* **GIVEN ENTRIES**:
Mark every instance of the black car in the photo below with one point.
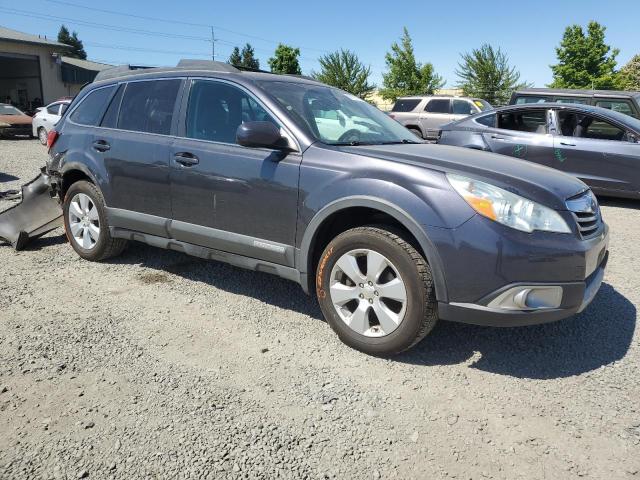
(599, 146)
(288, 176)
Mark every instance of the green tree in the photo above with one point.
(343, 69)
(630, 74)
(248, 58)
(485, 73)
(235, 58)
(285, 60)
(77, 48)
(406, 76)
(585, 60)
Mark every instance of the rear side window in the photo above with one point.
(532, 121)
(148, 106)
(616, 106)
(462, 107)
(405, 105)
(437, 106)
(110, 119)
(92, 107)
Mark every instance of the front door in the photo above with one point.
(522, 134)
(598, 152)
(228, 197)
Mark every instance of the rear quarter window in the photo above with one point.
(405, 105)
(92, 107)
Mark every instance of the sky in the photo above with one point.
(527, 32)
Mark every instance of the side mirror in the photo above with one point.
(261, 135)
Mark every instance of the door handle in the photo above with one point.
(186, 159)
(101, 145)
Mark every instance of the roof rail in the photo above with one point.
(207, 65)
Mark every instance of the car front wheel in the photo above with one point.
(375, 290)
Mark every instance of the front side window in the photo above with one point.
(437, 106)
(405, 104)
(148, 106)
(585, 126)
(92, 107)
(531, 121)
(335, 117)
(463, 107)
(616, 106)
(215, 111)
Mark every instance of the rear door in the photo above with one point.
(437, 112)
(225, 196)
(522, 134)
(133, 142)
(599, 153)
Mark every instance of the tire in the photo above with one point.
(414, 317)
(85, 223)
(42, 135)
(416, 132)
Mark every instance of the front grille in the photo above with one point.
(586, 212)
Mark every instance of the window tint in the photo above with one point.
(487, 120)
(215, 111)
(622, 107)
(405, 105)
(110, 118)
(90, 110)
(586, 126)
(581, 101)
(437, 106)
(532, 121)
(462, 107)
(53, 109)
(148, 106)
(530, 99)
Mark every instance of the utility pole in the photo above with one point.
(213, 45)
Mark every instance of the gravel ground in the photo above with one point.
(156, 364)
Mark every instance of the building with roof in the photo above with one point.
(34, 70)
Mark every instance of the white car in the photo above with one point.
(47, 117)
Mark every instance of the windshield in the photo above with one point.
(9, 110)
(335, 117)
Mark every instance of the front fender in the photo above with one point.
(397, 212)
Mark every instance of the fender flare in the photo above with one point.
(418, 231)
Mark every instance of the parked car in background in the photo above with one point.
(599, 146)
(424, 115)
(382, 227)
(618, 101)
(46, 118)
(14, 122)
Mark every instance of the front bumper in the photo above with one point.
(545, 271)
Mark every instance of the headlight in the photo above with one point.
(507, 208)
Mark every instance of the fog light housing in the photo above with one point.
(528, 297)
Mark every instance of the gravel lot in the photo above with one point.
(157, 364)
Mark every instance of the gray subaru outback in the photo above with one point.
(285, 175)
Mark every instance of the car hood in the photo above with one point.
(538, 183)
(16, 119)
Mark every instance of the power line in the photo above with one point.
(192, 24)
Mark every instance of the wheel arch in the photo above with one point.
(309, 245)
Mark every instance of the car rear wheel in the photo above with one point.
(376, 291)
(42, 135)
(85, 223)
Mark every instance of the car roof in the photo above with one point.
(577, 93)
(201, 68)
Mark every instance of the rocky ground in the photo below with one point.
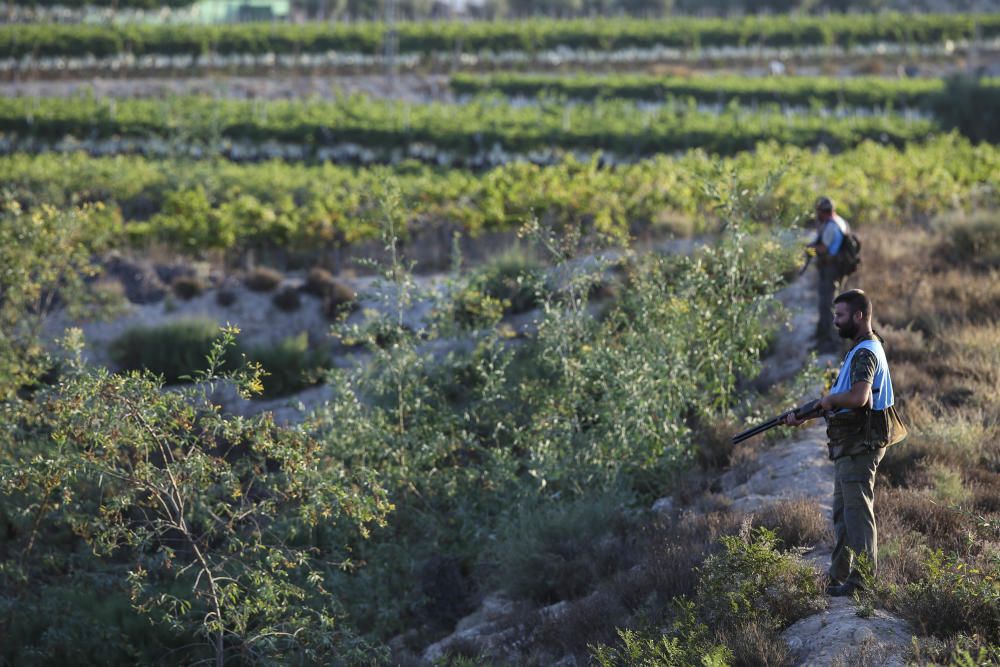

* **BRIEF**: Write out exactly, please, the lines that start at the one containing "Mark every instance of the headlight" and run through the final line of the entries, both included, leaving pictures out.

* **SOLUTION**:
Mark every instance of the headlight in the photo above with one point.
(507, 208)
Mark every instance of the fog light housing in the photo above with one point.
(528, 297)
Mark every instance of the gravel lot in the photo above with one point.
(157, 364)
Mark every instance of the gray subaru outback in the photo above with one point.
(285, 175)
Mark every instance of the car hood in the photo above with one point.
(538, 183)
(16, 119)
Mark every instance of the power line in the photo above with one point.
(192, 24)
Mark every instance of the wheel arch in the photo above with one point.
(309, 245)
Mark every instance of the car rear wheel in the photo above with one point.
(376, 291)
(42, 135)
(85, 223)
Mark every instance of the car roof in the photo above with one point.
(577, 93)
(201, 68)
Mark every instance of the rocky ground in the photo below with one point.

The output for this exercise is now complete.